Repeat the records verbatim and leave the pictures out of your copy.

++++++

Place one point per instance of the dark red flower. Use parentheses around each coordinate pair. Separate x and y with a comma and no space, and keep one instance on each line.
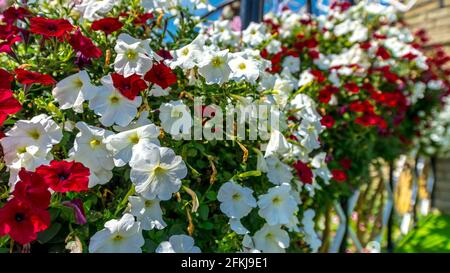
(161,75)
(107,25)
(327,121)
(143,18)
(352,87)
(8,104)
(84,45)
(361,107)
(12,14)
(32,189)
(27,77)
(130,86)
(304,173)
(383,53)
(50,27)
(346,163)
(22,221)
(5,79)
(318,75)
(339,175)
(64,176)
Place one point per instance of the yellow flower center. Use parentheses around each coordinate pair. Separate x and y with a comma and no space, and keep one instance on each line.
(148,203)
(217,61)
(236,196)
(158,170)
(117,237)
(78,83)
(134,139)
(114,99)
(185,51)
(34,134)
(94,143)
(276,200)
(131,54)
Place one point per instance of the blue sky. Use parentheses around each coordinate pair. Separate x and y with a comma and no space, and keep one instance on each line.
(268,5)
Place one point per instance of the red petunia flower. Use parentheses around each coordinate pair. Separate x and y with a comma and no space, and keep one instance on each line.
(304,173)
(383,53)
(50,27)
(143,18)
(130,86)
(64,176)
(84,45)
(22,221)
(161,75)
(165,54)
(8,104)
(352,87)
(338,175)
(327,121)
(32,189)
(318,75)
(5,79)
(107,25)
(27,77)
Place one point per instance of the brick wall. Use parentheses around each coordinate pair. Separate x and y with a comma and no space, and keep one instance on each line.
(434,17)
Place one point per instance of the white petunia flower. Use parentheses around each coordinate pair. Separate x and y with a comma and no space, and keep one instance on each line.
(134,56)
(277,171)
(112,106)
(277,205)
(127,145)
(214,67)
(254,34)
(273,47)
(118,236)
(90,149)
(30,159)
(243,69)
(141,121)
(188,56)
(175,117)
(282,89)
(309,132)
(41,131)
(72,91)
(278,145)
(157,172)
(147,211)
(292,63)
(178,244)
(271,239)
(235,201)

++++++

## [EXERCISE SOLUTION]
Place one point per instance of the dark red flower. Use parentheses around each coordinate pair. Separate x and y with a comma and no space, and keep one instance on each line.
(161,75)
(107,25)
(327,121)
(143,18)
(352,87)
(8,104)
(84,45)
(361,107)
(12,14)
(32,189)
(27,77)
(130,86)
(304,173)
(383,53)
(50,27)
(346,163)
(22,221)
(5,79)
(318,75)
(339,175)
(64,176)
Place one point per instance of the yellow flower center. Use parentheses around each coordinate pair. Separate x and y with a comma and no space, and keep one instance on each line.
(148,203)
(217,61)
(236,196)
(158,170)
(117,237)
(78,83)
(134,139)
(114,99)
(185,51)
(34,134)
(94,143)
(276,200)
(131,54)
Place one point per instance of the blue sky. Use parentheses around each coordinate pair. Separate x and y with a comma and no space, and keep one instance on each line.
(268,5)
Place one point per instance of the red petunia flower. Use parentheses around each coordinate pair. Separate x and y with a comma and no space, and keep one instance on each line.
(304,173)
(383,53)
(50,27)
(143,18)
(130,86)
(64,176)
(84,45)
(22,221)
(161,75)
(165,54)
(8,104)
(352,87)
(338,175)
(327,121)
(32,189)
(318,75)
(5,79)
(107,25)
(27,77)
Place one point per instance of the brick wall. Use parentheses around each coordinate pair. Separate x and y with a comma and no space, and keep one instance on each line.
(434,17)
Place one point per instance of the white petunia flower. Use parentheses around each coordinate pair. Separate x and y with a comma and no space, and keep one instance on each line.
(134,56)
(277,171)
(112,106)
(277,205)
(127,145)
(214,67)
(254,34)
(273,47)
(118,236)
(90,149)
(30,159)
(243,69)
(141,121)
(188,56)
(175,117)
(282,89)
(309,132)
(41,131)
(72,91)
(278,145)
(157,172)
(147,211)
(292,63)
(178,244)
(271,239)
(235,201)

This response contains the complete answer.